[Dataset records]

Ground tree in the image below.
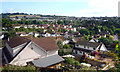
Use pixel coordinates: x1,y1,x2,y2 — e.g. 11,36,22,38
116,43,120,56
36,28,43,33
65,57,74,64
84,35,89,41
115,28,120,35
63,44,71,49
57,40,62,48
57,20,63,24
79,29,90,35
19,27,25,32
98,37,113,47
68,30,73,34
61,29,67,33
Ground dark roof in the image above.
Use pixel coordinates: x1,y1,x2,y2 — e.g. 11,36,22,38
3,40,30,62
6,36,30,48
76,40,100,48
74,48,93,52
74,37,86,42
31,37,59,51
32,55,64,67
3,47,13,62
100,31,109,35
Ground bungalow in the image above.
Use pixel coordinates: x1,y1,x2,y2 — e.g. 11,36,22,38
73,39,107,55
16,32,28,36
29,31,39,37
42,33,51,37
100,31,110,37
3,36,64,67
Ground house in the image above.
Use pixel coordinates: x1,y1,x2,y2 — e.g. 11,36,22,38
89,39,98,42
42,33,51,37
29,31,39,37
73,39,107,55
13,25,22,29
0,33,4,39
16,32,28,36
3,36,63,66
100,31,110,37
29,55,64,69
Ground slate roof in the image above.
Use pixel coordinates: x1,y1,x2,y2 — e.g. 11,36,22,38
74,48,93,52
76,40,101,48
31,37,59,51
6,36,30,48
32,55,64,67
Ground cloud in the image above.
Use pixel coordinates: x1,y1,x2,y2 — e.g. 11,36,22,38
2,0,88,2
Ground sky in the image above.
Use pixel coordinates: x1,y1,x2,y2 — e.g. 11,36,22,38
1,0,120,17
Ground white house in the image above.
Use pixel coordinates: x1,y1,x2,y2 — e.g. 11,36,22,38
42,33,51,37
3,36,62,66
16,32,28,36
73,39,107,55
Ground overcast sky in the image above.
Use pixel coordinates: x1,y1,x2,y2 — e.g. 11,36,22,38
2,0,120,17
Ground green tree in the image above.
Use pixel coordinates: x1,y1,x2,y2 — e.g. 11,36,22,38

# [Set exercise]
Set out every line of the data above as a numbered list, omitting blank lines and leaving out the pictures.

# [Result of the task]
1. Ground tree in the image below.
2. Use pixel coordinates: x1,y1,x2,y2 — e.g. 11,36,22,38
3. 116,43,120,56
4. 36,28,43,33
5. 65,57,74,64
6. 84,35,89,41
7. 115,28,120,35
8. 63,44,71,49
9. 57,40,62,48
10. 57,20,63,24
11. 79,29,90,35
12. 19,27,25,32
13. 98,37,113,47
14. 68,30,73,34
15. 61,29,67,33
16. Ground dark roof in the image above.
17. Use pixel coordinates: x1,y1,x2,y2 — e.g. 11,36,22,38
18. 3,40,30,62
19. 6,36,30,48
20. 76,40,100,48
21. 74,48,93,52
22. 74,37,86,42
23. 31,37,59,51
24. 32,55,64,67
25. 3,47,13,62
26. 100,31,109,35
27. Ground bungalow in the image above.
28. Use pixel coordinates: x1,y1,x2,y2 — e.g. 11,36,22,38
29. 73,39,107,55
30. 16,32,28,36
31. 29,31,39,37
32. 42,33,51,37
33. 100,31,110,37
34. 3,36,64,67
35. Ground house in the image above.
36. Use pixel coordinates: x1,y1,x2,y2 — e.g. 11,36,22,38
37. 89,39,98,42
38. 42,33,51,37
39. 29,31,39,37
40. 73,39,107,55
41. 13,25,22,29
42. 0,33,4,39
43. 16,32,28,36
44. 3,36,63,66
45. 100,31,110,37
46. 29,55,64,69
47. Ground slate roof in the image above.
48. Use pixel coordinates: x1,y1,x2,y2 — e.g. 11,36,22,38
49. 74,48,93,52
50. 76,40,101,48
51. 31,37,59,51
52. 6,36,30,48
53. 32,55,64,67
54. Ground cloud in the image above.
55. Use pixel coordinates: x1,y1,x2,y2 — e.g. 11,36,22,38
56. 2,0,88,2
57. Ground sky in the image above.
58. Use pixel coordinates: x1,y1,x2,y2 — e.g. 11,36,22,38
59. 1,0,120,17
60. Ground white house in the image above.
61. Use pixel coordinates: x1,y1,x2,y2 — e.g. 11,36,22,38
62. 42,33,51,37
63. 3,36,62,66
64. 16,32,28,36
65. 73,39,107,55
66. Ground overcast sky in the image above.
67. Use pixel coordinates: x1,y1,x2,y2 — e.g. 11,36,22,38
68. 2,0,120,17
69. Ground green tree in the image above.
70. Use pixel coordinates: x1,y1,x2,y2 — e.g. 11,36,22,38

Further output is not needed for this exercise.